### Data listing
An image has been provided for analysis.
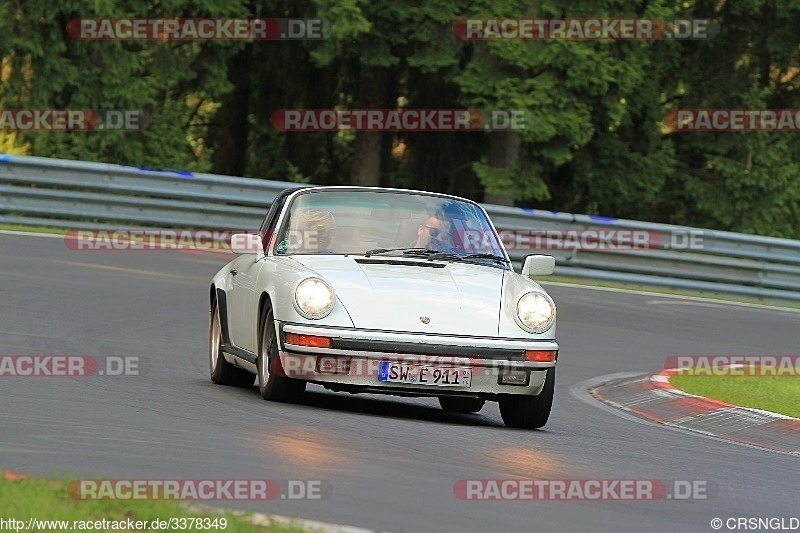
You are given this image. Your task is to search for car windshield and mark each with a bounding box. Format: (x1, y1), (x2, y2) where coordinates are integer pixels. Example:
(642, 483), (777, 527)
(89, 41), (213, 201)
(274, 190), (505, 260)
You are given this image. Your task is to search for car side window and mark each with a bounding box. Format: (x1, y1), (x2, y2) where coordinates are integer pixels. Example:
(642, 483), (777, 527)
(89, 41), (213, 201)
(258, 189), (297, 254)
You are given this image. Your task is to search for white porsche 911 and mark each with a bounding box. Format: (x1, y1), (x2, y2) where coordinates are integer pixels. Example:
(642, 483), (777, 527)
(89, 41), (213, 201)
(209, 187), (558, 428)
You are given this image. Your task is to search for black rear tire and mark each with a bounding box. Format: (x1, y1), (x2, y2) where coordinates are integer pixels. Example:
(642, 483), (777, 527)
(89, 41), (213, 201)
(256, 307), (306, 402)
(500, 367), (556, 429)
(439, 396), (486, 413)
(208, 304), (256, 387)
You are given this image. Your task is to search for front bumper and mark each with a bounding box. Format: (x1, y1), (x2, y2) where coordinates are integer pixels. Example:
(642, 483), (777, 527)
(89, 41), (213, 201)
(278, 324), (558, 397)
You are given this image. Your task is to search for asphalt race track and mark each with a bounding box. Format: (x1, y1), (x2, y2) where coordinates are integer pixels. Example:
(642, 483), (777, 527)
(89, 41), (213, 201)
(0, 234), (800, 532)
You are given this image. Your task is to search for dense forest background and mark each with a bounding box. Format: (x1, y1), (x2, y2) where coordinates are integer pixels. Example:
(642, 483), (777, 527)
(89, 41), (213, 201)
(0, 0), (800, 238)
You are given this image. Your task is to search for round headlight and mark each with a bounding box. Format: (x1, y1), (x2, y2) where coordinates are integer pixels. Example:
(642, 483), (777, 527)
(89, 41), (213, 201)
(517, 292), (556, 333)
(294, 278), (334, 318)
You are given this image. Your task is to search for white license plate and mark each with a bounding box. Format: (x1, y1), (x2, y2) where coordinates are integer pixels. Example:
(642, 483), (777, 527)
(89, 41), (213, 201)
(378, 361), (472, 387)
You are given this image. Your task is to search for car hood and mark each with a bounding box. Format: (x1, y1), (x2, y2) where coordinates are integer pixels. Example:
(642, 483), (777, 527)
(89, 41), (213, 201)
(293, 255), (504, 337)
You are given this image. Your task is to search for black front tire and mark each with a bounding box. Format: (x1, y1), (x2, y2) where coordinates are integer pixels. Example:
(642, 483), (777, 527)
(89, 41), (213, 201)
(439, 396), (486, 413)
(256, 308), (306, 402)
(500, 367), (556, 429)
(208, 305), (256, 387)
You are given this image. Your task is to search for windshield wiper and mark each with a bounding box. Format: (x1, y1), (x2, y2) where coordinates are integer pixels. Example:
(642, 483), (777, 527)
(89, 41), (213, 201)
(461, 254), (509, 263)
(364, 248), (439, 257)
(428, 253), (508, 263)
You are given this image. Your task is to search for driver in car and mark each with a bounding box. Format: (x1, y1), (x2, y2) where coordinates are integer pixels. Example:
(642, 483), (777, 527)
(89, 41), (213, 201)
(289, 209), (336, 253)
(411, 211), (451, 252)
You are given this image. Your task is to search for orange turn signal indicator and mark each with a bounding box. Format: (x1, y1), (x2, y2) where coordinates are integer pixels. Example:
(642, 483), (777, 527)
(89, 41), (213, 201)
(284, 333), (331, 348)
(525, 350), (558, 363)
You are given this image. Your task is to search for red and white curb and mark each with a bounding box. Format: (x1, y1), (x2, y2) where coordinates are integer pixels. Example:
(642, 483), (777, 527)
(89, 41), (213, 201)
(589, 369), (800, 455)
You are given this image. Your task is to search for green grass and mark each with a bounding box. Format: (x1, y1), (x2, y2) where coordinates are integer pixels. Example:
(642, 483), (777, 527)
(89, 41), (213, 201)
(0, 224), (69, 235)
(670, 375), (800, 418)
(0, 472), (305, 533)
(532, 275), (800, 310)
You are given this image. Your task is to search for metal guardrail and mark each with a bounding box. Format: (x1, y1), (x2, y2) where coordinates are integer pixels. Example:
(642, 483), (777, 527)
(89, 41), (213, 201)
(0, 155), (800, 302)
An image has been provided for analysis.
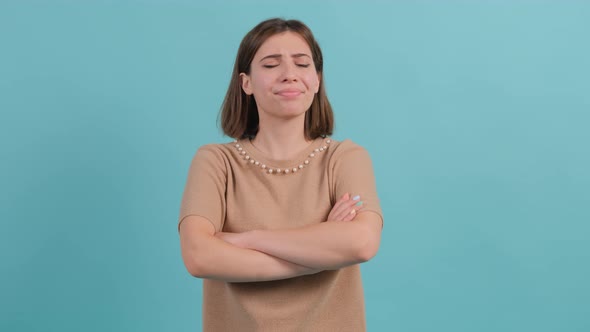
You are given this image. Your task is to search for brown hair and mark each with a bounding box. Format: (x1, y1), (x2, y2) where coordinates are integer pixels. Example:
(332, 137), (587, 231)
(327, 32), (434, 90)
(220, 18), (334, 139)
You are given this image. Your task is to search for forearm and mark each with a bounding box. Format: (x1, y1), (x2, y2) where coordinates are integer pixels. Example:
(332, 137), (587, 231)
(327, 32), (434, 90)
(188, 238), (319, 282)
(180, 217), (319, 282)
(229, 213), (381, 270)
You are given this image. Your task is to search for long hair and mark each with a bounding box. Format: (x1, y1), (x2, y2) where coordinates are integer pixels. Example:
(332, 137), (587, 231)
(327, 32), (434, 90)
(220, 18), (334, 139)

==

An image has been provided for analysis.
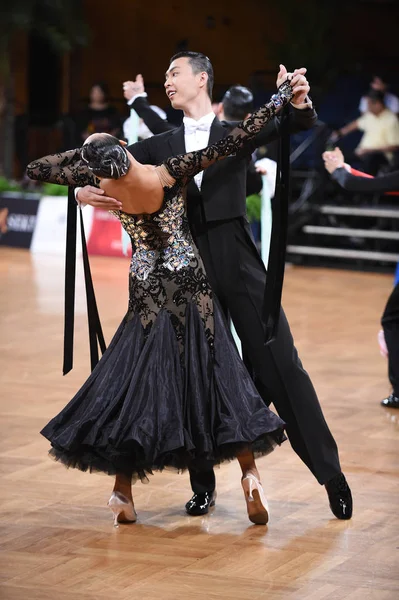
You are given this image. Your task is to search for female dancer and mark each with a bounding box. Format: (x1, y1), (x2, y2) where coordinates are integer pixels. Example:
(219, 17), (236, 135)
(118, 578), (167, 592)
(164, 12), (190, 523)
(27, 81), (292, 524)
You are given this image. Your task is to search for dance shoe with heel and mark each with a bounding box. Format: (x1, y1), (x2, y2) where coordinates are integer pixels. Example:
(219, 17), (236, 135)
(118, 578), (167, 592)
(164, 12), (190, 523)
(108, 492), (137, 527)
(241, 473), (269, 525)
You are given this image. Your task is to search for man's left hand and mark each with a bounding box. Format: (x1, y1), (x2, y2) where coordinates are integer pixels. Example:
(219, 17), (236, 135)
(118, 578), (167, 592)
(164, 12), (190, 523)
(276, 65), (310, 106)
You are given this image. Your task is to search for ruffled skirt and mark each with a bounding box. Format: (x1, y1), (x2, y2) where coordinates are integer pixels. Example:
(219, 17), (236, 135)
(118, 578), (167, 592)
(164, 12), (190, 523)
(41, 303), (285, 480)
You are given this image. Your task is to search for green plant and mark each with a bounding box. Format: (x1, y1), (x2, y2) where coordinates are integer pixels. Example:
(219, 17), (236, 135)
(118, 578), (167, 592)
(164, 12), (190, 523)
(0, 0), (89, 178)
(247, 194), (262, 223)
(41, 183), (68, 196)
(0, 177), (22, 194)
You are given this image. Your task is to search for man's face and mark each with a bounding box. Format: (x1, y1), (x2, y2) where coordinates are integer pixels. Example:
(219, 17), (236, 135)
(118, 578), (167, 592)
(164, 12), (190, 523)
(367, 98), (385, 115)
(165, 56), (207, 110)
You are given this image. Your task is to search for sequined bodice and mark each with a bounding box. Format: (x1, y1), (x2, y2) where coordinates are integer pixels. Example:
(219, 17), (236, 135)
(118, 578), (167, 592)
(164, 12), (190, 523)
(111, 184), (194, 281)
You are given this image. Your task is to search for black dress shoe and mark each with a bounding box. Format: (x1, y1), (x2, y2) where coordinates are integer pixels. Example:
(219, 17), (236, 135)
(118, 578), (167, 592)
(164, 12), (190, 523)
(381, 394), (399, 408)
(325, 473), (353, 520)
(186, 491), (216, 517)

### What you are asked to do
Output as a numbered list, skipping blank lines, the lines from the one containing "for black dress" through the one containing "(186, 491), (216, 517)", both included.

### Result for this exercise
1. You are given this image. Your task is to search for black dress shoe and mark each with a bounding box. Format: (x1, y1), (x2, y2) where coordinates are integer pixels. Example:
2. (219, 17), (236, 135)
3. (118, 578), (167, 592)
4. (164, 12), (190, 523)
5. (381, 394), (399, 408)
6. (325, 473), (353, 520)
7. (186, 491), (216, 517)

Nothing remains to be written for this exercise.